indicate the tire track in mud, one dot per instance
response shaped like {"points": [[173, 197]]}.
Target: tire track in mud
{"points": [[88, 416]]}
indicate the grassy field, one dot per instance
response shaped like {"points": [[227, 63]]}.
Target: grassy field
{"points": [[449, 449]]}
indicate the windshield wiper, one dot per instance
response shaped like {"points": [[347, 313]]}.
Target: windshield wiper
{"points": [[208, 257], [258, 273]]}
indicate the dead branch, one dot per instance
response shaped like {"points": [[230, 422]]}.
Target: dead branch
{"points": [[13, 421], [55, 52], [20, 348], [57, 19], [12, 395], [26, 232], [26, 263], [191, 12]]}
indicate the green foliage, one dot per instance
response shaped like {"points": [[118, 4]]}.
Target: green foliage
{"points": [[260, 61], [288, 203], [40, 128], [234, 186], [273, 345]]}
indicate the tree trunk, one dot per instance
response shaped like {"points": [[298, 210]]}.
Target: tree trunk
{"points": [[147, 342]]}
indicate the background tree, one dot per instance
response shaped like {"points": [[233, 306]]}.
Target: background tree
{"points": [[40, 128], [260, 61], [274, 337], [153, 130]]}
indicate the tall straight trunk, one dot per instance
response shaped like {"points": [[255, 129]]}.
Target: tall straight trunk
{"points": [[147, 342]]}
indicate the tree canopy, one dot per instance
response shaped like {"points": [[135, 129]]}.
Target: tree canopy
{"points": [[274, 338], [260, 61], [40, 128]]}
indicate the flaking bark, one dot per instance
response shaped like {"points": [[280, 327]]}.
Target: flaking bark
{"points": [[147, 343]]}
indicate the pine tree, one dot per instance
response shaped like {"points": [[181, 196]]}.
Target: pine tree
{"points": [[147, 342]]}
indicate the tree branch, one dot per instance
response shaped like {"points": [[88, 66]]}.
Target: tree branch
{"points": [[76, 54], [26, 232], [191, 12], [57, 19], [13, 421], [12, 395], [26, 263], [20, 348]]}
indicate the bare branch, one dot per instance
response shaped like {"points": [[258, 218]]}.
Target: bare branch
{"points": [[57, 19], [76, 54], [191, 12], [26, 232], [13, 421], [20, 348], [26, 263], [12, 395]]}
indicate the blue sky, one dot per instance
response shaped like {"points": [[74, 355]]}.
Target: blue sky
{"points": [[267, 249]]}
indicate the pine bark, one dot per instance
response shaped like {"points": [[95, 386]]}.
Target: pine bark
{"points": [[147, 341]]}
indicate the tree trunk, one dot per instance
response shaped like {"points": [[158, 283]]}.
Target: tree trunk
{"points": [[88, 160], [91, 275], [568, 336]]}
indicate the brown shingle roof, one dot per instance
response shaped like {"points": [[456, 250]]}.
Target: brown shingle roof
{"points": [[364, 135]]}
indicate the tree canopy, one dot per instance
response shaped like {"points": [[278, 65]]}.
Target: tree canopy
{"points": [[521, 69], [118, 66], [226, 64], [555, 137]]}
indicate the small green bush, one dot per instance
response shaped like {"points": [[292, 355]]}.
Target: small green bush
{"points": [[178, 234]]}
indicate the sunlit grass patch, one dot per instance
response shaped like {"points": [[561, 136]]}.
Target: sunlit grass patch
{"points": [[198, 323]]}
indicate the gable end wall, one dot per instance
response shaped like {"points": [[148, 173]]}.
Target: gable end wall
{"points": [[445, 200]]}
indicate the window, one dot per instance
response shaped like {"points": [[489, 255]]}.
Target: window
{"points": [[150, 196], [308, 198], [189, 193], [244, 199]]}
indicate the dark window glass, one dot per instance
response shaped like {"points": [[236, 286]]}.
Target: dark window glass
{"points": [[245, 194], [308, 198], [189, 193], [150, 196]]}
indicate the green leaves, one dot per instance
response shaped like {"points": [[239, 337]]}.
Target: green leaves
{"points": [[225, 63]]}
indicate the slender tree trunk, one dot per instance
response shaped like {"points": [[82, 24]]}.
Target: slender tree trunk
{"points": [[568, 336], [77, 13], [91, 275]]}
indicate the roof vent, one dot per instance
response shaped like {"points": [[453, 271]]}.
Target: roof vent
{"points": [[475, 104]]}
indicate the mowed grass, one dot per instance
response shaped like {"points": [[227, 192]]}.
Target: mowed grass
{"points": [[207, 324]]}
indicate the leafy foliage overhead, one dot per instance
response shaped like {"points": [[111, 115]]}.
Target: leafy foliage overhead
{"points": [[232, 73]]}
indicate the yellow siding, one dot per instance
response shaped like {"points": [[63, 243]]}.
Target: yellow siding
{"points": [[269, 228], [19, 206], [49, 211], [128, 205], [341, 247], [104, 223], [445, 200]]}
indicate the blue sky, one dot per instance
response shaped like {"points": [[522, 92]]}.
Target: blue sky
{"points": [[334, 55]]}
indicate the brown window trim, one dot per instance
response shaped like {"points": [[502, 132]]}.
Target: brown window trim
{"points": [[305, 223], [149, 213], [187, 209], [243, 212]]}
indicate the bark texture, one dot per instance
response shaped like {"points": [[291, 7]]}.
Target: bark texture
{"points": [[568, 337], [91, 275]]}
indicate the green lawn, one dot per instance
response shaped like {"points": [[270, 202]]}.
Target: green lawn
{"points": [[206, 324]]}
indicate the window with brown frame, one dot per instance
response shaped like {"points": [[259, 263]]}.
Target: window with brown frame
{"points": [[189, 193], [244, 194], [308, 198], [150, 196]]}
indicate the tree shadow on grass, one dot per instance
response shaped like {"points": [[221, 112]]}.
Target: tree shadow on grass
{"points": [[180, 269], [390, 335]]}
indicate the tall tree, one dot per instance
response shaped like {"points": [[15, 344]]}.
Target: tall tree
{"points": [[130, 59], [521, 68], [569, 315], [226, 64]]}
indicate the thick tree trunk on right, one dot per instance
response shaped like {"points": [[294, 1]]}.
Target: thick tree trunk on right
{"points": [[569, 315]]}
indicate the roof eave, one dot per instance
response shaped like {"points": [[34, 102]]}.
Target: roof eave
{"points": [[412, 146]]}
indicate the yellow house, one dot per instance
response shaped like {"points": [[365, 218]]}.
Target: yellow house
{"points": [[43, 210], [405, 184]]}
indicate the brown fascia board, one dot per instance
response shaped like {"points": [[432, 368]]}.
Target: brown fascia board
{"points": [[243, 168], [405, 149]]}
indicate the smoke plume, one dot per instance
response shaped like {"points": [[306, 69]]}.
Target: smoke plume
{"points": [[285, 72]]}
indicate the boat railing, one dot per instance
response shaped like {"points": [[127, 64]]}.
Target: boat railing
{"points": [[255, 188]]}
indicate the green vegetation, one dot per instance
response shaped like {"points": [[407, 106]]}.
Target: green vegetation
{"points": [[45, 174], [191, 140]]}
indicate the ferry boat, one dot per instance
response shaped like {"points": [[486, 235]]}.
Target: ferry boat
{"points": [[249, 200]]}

-------

**Exercise description**
Every entry must be output again, exactly as written above.

**Exercise answer**
indicate the tire track in mud, one dot per instance
response shaped like {"points": [[173, 197]]}.
Target: tire track in mud
{"points": [[88, 416]]}
indicate the grassy field, one dot per instance
response shaped like {"points": [[227, 63]]}.
Target: grassy field
{"points": [[449, 449]]}
indicate the windshield wiper, one dot per instance
response shaped like {"points": [[347, 313]]}.
Target: windshield wiper
{"points": [[208, 257], [258, 273]]}
indicate the dead branch, one dot per instance
response shaped like {"points": [[230, 422]]}.
Target: dead branch
{"points": [[13, 421], [55, 52], [20, 348], [57, 19], [12, 395], [26, 232], [26, 263], [191, 12]]}
indicate the green foliage, one dot per instance
response shaped like {"points": [[118, 4]]}.
Target: green foliage
{"points": [[260, 61], [288, 203], [40, 128], [234, 186], [273, 345]]}
indicate the tree trunk, one dot per instance
response shaped like {"points": [[298, 210]]}.
Target: tree trunk
{"points": [[147, 342]]}
indicate the background tree, one dot per instance
response shaped like {"points": [[233, 306]]}.
Target: background tree
{"points": [[40, 128], [260, 61], [274, 337], [153, 130]]}
indicate the tall straight trunk, one dot per instance
response shaped like {"points": [[255, 129]]}.
Target: tall straight trunk
{"points": [[147, 342]]}
indicate the tree canopy, one dot per instance
response shaped like {"points": [[135, 129]]}.
Target: tree canopy
{"points": [[274, 338], [260, 61], [40, 128]]}
indicate the flaking bark, one dot per instance
response shaped like {"points": [[280, 327]]}.
Target: flaking bark
{"points": [[147, 343]]}
indicate the pine tree, one dot per instance
response shaped like {"points": [[181, 196]]}.
Target: pine tree
{"points": [[147, 342]]}
indicate the tree branch, one dot per instance
response shaped like {"points": [[88, 66]]}.
Target: tree branch
{"points": [[76, 54], [26, 232], [191, 12], [57, 19], [13, 421], [12, 395], [26, 263], [20, 348]]}
indicate the bare branch, one dot per instance
response shaped like {"points": [[258, 218]]}.
Target: bare branch
{"points": [[57, 19], [76, 54], [191, 12], [26, 232], [13, 421], [20, 348], [26, 263], [12, 395]]}
indicate the blue sky, one dot per instance
response shaped like {"points": [[74, 355]]}.
Target: blue sky
{"points": [[267, 249]]}
indicate the pine bark, one dot per instance
response shaped like {"points": [[95, 386]]}.
Target: pine bark
{"points": [[147, 341]]}
indicate the tree trunk, one dot per instance
response shaped like {"points": [[158, 283]]}.
Target: tree trunk
{"points": [[88, 160], [91, 275], [568, 336]]}
indicate the brown shingle roof, one dot per instance
response shaped like {"points": [[456, 250]]}.
Target: brown shingle roof
{"points": [[364, 135]]}
indicate the tree canopy, one dot per instance
response shaped like {"points": [[278, 65]]}.
Target: tree canopy
{"points": [[521, 69], [118, 66], [226, 64], [555, 137]]}
indicate the small green bush, one dot per instance
response shaped like {"points": [[292, 355]]}.
Target: small green bush
{"points": [[178, 234]]}
indicate the sunlit grass patch, one dot per instance
response shaped like {"points": [[561, 136]]}.
Target: sunlit grass patch
{"points": [[198, 323]]}
indicate the gable end wall, one dot per instance
response shaped like {"points": [[148, 173]]}.
Target: gable end wall
{"points": [[445, 200]]}
indicate the window, one dot per instance
response shaped like {"points": [[489, 255]]}.
Target: window
{"points": [[150, 196], [308, 198], [189, 193], [244, 199]]}
indicate the dark window glass, one dot per instance
response shaped like {"points": [[236, 286]]}.
Target: dark window glass
{"points": [[245, 194], [308, 198], [189, 193], [150, 196]]}
indicate the green leaves, one dot per instance
response shaped like {"points": [[239, 337]]}.
Target: green leaves
{"points": [[225, 63]]}
indicate the slender tree trunk, one dot per instance
response shaped like {"points": [[82, 24]]}.
Target: slender tree trunk
{"points": [[568, 336], [77, 13], [91, 275]]}
indicate the roof vent, one dot per instance
response shaped like {"points": [[453, 271]]}.
Target: roof vent
{"points": [[475, 104]]}
indicate the mowed grass, one dot per instance
response shaped like {"points": [[227, 192]]}.
Target: mowed grass
{"points": [[207, 324]]}
indicate the leafy foliage overhead, one dot per instance
response shaped like {"points": [[111, 115]]}.
Target: leafy foliage overhead
{"points": [[232, 73]]}
indicate the yellow siding, one dot per instance
response shaped like {"points": [[63, 243]]}.
Target: yellow siding
{"points": [[269, 228], [19, 206], [49, 211], [128, 205], [341, 247], [104, 223], [445, 200]]}
indicate the blue sky, one dot per instance
response shaped like {"points": [[522, 92]]}.
Target: blue sky
{"points": [[334, 55]]}
indicate the brown window trim, one dot per instance
response shaped like {"points": [[502, 132]]}.
Target: brown window trim
{"points": [[305, 223], [149, 213], [187, 209], [243, 212]]}
indicate the bark texture, one dot per instance
response shaped like {"points": [[291, 7]]}.
Target: bark texture
{"points": [[568, 337], [91, 275]]}
indicate the green lawn, one dot per instance
response shaped like {"points": [[270, 202]]}.
Target: green lawn
{"points": [[206, 324]]}
indicate the window with brown frame, one dot per instance
response shaped like {"points": [[259, 263]]}.
Target: window with brown frame
{"points": [[189, 193], [244, 194], [308, 198], [150, 196]]}
indicate the tree shadow on grass, one dot per instance
response shaped like {"points": [[221, 112]]}.
Target: tree shadow on grass
{"points": [[180, 269], [390, 335]]}
indicate the tall tree, one dot per instance
response shaped like {"points": [[15, 344]]}.
Target: tall tree
{"points": [[130, 59], [521, 68], [569, 315], [226, 64]]}
indicate the thick tree trunk on right, one dot per instance
response shaped like {"points": [[294, 1]]}.
Target: thick tree trunk on right
{"points": [[569, 315]]}
indicate the roof eave, one dot per instance
response shaped like {"points": [[34, 102]]}.
Target: roof eave
{"points": [[412, 146]]}
indicate the yellow house, one dot per instance
response shaped like {"points": [[365, 218]]}.
Target: yellow house
{"points": [[43, 210], [405, 184]]}
indicate the brown fascia board, one dot per instance
response shaped like {"points": [[432, 368]]}.
Target: brown fascia board
{"points": [[243, 168], [405, 149]]}
indicate the smoke plume, one dot per instance
response shaped like {"points": [[306, 69]]}.
Target: smoke plume
{"points": [[285, 72]]}
indicate the boat railing, one dot per instance
response shaped like {"points": [[127, 64]]}.
Target: boat railing
{"points": [[255, 188]]}
indicate the green vegetation, one dot per instance
response shaped like {"points": [[407, 106]]}.
Target: green vegetation
{"points": [[45, 174], [191, 140]]}
indicate the ferry boat, one dot per instance
response shaped like {"points": [[486, 235]]}.
Target: ferry boat
{"points": [[249, 200]]}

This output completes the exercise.